Every line of the data below should be retyped exactly.
**** DATASET EXCERPTS
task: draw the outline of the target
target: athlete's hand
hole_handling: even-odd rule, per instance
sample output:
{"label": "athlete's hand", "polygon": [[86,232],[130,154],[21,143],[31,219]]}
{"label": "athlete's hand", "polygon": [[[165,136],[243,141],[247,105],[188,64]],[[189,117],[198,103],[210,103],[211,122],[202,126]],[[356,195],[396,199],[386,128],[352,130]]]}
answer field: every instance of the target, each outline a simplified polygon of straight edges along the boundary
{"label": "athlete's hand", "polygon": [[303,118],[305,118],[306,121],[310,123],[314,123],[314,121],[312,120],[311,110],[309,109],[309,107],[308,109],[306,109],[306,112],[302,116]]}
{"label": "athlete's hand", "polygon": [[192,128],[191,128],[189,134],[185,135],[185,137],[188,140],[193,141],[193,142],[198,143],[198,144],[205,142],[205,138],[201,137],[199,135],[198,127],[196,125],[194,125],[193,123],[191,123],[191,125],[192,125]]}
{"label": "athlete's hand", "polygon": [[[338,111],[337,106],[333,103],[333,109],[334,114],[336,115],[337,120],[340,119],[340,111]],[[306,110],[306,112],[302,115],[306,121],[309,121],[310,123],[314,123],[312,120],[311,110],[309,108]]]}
********
= ANSWER TO THE PROBLEM =
task: draw the outline of the target
target: athlete's hand
hole_handling: even-odd rule, per instance
sample output:
{"label": "athlete's hand", "polygon": [[86,232],[130,154],[21,143],[31,219]]}
{"label": "athlete's hand", "polygon": [[[165,136],[243,141],[247,105],[188,64]],[[189,117],[198,103],[210,103],[211,122],[202,126]],[[356,195],[396,199],[386,128],[352,130]]]}
answer field: every instance of the target, each outline a simplified polygon of straight edges along the boundary
{"label": "athlete's hand", "polygon": [[303,118],[305,118],[306,121],[310,123],[314,123],[314,121],[312,120],[311,110],[309,109],[309,107],[308,109],[306,109],[306,112],[302,116]]}
{"label": "athlete's hand", "polygon": [[192,128],[191,128],[189,134],[185,135],[185,137],[188,140],[193,141],[193,142],[198,143],[198,144],[205,142],[205,138],[201,137],[199,135],[198,127],[196,125],[194,125],[193,123],[191,123],[191,125],[192,125]]}
{"label": "athlete's hand", "polygon": [[[338,111],[337,106],[333,103],[333,109],[334,114],[336,115],[337,120],[340,119],[340,111]],[[306,110],[306,112],[302,115],[306,121],[309,121],[310,123],[314,123],[312,120],[311,110],[309,108]]]}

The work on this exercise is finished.